Given problem 1: Render the rows below, from the line that contains "of the eyebrow" through the end of the rows, as a JSON list of strings with one string per line and blank lines omitted.

## Begin Selected text

[RFC PATCH v1 2/4] drivers/perf: hisi: Add driver support for HiSilicon PMCU

Jonathan Cameron Jonathan.Cameron at Huawei.com
Fri Mar 17 07:52:32 PDT 2023


On Mon, 6 Feb 2023 14:51:44 +0800
Jie Zhan <zhanjie9 at hisilicon.com> wrote:

> HiSilicon Performance Monitor Control Unit (PMCU) is a device that offloads
> PMU accesses from CPUs, handling the configuration, event switching, and
> counter reading of core PMUs on Kunpeng SoC. It facilitates fine-grained
> and multi-PMU-event CPU profiling, in which scenario the current 'perf'
> scheme may lose events or drop sampling frequency. With PMCU, users can
> reliably obtain the data of up to 240 PMU events with the sample interval
> of events down to 1ms, while the software overhead of accessing PMUs, as
> well as its impact on target workloads, is reduced.
> 
> This driver enables the usage of PMCU through the perf_event framework.
> PMCU is registered as a PMU device and utilises the AUX buffer to dump data
> directly. Users can start PMCU sampling through 'perf-record'. Event
> numbers are passed by a sysfs interface.
> 
> Signed-off-by: Jie Zhan <zhanjie9 at hisilicon.com>

Hi Jie,

A few minor comments inline.

## End Selected text
## Begin Provided records

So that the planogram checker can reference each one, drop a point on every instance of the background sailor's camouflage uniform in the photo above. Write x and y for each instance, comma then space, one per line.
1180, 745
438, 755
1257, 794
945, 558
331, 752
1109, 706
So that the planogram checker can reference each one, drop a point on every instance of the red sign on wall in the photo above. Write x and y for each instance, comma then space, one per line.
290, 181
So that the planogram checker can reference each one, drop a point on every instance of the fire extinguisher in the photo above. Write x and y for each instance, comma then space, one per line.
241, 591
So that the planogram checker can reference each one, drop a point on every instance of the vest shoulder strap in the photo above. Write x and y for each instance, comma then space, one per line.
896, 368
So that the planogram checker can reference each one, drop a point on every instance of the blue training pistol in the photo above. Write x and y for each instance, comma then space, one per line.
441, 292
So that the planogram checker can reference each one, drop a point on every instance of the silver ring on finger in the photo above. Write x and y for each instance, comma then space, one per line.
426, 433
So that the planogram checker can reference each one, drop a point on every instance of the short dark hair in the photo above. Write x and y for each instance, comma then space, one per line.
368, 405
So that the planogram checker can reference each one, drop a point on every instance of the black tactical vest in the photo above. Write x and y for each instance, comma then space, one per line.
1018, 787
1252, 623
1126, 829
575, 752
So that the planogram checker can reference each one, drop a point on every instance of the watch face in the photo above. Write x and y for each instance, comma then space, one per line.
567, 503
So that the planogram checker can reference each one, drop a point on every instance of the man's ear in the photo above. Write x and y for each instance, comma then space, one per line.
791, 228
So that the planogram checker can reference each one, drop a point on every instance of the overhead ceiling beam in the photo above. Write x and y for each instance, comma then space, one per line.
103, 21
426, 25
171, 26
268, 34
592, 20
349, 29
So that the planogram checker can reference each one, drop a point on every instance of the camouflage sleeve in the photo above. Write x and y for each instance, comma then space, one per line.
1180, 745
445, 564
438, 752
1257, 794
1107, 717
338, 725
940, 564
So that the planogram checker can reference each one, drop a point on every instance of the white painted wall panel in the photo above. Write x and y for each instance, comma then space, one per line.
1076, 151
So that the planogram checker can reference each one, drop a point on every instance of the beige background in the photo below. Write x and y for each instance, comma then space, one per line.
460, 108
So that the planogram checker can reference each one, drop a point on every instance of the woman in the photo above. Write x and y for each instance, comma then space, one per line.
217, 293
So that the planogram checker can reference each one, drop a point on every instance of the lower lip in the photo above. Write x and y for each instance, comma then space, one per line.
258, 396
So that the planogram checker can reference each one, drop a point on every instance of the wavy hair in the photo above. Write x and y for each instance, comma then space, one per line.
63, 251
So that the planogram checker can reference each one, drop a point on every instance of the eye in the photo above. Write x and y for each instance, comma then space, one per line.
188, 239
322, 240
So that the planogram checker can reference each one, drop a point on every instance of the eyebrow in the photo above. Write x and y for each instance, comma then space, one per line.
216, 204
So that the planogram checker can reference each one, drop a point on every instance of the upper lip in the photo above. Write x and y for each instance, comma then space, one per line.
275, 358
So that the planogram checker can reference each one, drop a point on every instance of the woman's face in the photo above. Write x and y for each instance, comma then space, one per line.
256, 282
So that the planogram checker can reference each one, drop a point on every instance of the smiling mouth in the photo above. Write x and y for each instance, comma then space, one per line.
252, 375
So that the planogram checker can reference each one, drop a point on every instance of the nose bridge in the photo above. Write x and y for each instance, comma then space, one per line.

## End Provided records

Given problem 2: Rewrite the stretch of the PMCU patch email from "On Mon, 6 Feb" through "the perf_event framework.", substituting "high-resolution" for "fine-grained".

Task result 1:
[
  "So that the planogram checker can reference each one, drop a point on every instance of the eyebrow in the photo above. Write x and y for each instance, comma then space, one per line.",
  "216, 204",
  "So that the planogram checker can reference each one, drop a point on every instance of the upper lip in the photo above. Write x and y for each instance, comma then space, one per line.",
  "275, 358",
  "So that the planogram checker can reference each one, drop a point on every instance of the woman's face in the photo above. Write x and y for each instance, comma then space, one per line.",
  "256, 282",
  "So that the planogram checker can reference each one, drop a point on every instance of the smiling mouth in the photo above. Write x and y for each instance, comma then space, one per line.",
  "252, 375",
  "So that the planogram checker can reference each one, drop a point on every instance of the nose bridge in the photo above. Write x and y for each instance, comma then space, one per line."
]

Task result 2:
On Mon, 6 Feb 2023 14:51:44 +0800
Jie Zhan <zhanjie9 at hisilicon.com> wrote:

> HiSilicon Performance Monitor Control Unit (PMCU) is a device that offloads
> PMU accesses from CPUs, handling the configuration, event switching, and
> counter reading of core PMUs on Kunpeng SoC. It facilitates high-resolution
> and multi-PMU-event CPU profiling, in which scenario the current 'perf'
> scheme may lose events or drop sampling frequency. With PMCU, users can
> reliably obtain the data of up to 240 PMU events with the sample interval
> of events down to 1ms, while the software overhead of accessing PMUs, as
> well as its impact on target workloads, is reduced.
> 
> This driver enables the usage of PMCU through the perf_event framework.